According to the American understanding of the interaction of the concepts described in this Part, both the post-1985 resistance of the U.S. to the jurisdiction of the I.C.J. and its post-2002 rejection of the jurisdiction of the I.C.C. are justified. As the Constitution is the “supreme Law of the Land,” (art. VI, cl. 2) then both the U.S. as a sovereign state – subject to I.C.J. jurisdiction – and its citizens as constituents of that sovereign state – subject to I.C.C. jurisdiction – are subject to the domestic rights and obligations of the Constitution before and above the international rights and obligations imposed by either judicial body. The American retreat from internationalism is thus grounded in fundamental differences in the understandings of nationalism, democracy, popular sovereignty, and the legitimating sources of constitutions advanced by the Constitution and by post-1945 international law.

Part III: The Historicity of Textual and Structural Barriers in the Constitution

Here, finally, we turn to the concrete historical, textual, and structural explanations the Constitution offers as to the disinclination of the U.S. to ratify treaties affirming human rights or granting jurisdiction to international tribunals. We will look first at the comparative historical significance of the treaty ratification process in the Constitution; second, at how the distinction between self-executing and non-self-executing treaties demonstrates a desire to preserve the legislative supremacy of Congress; and third, at what the increasing use of non-treaty forms of international agreements – particularly executive agreements – reveals about the stringency of the ratification tests the Constitution applies to treaties in the interest of protecting American politico-legal sovereignty.
------------------------------------------------------------
Exercise requirements: Transcribe the passage on the Constitution and international courts, everything from "Part III: The" down to "American politico-legal sovereignty.". The lines that follow were taken from a separate source.

(Stored dataset entries)
------------------------------------------------------------
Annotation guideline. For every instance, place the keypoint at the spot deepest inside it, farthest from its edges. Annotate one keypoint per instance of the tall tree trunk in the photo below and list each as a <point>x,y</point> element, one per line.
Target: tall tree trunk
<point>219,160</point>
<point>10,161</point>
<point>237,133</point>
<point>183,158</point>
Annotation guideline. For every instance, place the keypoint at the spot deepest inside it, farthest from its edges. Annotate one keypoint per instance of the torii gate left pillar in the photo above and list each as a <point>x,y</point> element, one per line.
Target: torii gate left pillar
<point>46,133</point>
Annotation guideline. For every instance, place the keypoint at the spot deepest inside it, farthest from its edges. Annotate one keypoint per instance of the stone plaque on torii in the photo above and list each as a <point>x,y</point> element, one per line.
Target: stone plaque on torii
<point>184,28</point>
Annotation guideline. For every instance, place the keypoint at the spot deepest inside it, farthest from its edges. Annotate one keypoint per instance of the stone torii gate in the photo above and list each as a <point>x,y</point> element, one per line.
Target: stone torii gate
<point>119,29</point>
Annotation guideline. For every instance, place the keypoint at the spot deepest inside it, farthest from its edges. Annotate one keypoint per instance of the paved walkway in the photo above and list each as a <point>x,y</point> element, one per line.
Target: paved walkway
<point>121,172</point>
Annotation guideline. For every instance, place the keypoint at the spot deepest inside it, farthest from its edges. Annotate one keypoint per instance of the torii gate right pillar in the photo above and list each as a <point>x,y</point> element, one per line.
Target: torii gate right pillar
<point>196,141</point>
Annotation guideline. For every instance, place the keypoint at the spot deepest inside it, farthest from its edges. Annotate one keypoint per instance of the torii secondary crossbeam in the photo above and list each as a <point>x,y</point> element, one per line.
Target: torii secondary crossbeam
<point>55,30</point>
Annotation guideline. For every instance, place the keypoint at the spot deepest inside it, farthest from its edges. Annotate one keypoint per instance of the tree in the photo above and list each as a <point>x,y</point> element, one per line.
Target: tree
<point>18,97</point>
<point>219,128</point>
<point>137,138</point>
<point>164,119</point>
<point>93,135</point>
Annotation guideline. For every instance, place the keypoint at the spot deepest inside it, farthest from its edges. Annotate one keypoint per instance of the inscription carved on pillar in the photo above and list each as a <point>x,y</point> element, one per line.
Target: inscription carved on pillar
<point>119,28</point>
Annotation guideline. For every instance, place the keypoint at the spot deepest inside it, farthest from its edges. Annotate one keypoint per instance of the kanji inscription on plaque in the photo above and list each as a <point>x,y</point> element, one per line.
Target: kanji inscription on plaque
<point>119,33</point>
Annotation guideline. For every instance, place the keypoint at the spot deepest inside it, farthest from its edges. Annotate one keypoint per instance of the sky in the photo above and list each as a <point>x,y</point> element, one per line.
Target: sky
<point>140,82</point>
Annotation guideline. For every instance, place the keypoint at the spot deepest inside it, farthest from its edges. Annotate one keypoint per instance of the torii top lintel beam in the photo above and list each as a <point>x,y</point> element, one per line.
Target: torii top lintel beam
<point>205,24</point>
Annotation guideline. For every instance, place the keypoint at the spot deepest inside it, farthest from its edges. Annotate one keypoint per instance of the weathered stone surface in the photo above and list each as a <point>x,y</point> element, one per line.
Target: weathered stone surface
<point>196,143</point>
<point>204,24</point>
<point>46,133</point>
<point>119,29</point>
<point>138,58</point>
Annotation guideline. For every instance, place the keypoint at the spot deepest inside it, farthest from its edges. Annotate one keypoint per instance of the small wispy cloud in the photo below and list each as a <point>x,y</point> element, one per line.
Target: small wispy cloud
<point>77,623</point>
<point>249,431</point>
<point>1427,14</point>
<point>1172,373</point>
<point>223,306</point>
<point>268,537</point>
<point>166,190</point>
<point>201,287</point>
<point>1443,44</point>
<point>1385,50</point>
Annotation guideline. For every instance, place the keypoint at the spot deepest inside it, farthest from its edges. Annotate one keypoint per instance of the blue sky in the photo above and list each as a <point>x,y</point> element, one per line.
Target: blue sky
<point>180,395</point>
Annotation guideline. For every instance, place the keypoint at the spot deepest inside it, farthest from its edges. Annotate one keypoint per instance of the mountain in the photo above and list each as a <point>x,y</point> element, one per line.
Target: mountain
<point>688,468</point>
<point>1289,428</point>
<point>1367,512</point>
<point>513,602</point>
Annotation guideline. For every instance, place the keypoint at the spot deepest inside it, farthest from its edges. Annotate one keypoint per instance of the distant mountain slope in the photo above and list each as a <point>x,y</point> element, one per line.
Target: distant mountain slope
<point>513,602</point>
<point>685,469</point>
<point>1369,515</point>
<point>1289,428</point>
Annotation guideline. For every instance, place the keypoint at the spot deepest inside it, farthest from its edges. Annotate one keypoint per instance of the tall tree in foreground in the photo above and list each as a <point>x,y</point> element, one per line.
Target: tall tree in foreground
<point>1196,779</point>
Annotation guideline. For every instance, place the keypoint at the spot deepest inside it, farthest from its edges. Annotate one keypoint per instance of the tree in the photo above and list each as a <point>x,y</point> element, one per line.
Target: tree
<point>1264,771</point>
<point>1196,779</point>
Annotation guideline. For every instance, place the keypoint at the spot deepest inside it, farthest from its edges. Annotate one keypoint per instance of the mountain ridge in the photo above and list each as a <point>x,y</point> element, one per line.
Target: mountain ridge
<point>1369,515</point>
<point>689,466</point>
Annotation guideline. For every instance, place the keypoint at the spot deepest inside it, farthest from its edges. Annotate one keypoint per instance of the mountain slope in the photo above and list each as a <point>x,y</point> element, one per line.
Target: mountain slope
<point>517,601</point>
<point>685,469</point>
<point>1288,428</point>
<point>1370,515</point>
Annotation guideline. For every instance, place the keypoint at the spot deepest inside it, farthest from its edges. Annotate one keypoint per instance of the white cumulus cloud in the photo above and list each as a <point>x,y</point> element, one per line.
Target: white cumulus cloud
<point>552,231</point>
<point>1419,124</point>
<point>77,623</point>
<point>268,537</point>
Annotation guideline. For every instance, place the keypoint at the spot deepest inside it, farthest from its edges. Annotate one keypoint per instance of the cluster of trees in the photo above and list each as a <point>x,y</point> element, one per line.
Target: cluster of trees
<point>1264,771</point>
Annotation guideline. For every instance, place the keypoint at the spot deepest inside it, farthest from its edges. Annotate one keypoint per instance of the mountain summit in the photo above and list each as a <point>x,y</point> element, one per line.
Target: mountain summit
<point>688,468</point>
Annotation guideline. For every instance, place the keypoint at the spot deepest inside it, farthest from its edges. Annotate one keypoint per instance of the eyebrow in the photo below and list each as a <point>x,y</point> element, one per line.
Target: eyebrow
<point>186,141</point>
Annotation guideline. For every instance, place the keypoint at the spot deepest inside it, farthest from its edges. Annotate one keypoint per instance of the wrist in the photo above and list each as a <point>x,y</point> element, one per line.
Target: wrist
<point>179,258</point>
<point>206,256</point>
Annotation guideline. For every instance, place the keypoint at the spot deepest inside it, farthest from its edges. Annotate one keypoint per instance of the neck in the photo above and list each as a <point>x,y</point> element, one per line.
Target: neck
------------------------------------------------------------
Worked solution:
Part III: The Historicity of Textual and Structural Barriers in the Constitution

Here, finally, we turn to the concrete historical, textual, and structural explanations the Constitution offers as to the disinclination of the U.S. to ratify treaties affirming human rights or granting jurisdiction to international tribunals. We will look first at the comparative historical significance of the treaty ratification process in the Constitution; second, at how the distinction between self-executing and non-self-executing treaties demonstrates a desire to preserve the legislative supremacy of Congress; and third, at what the increasing use of non-treaty forms of international agreements – particularly executive agreements – reveals about the stringency of the ratification tests the Constitution applies to treaties in the interest of protecting American politico-legal sovereignty.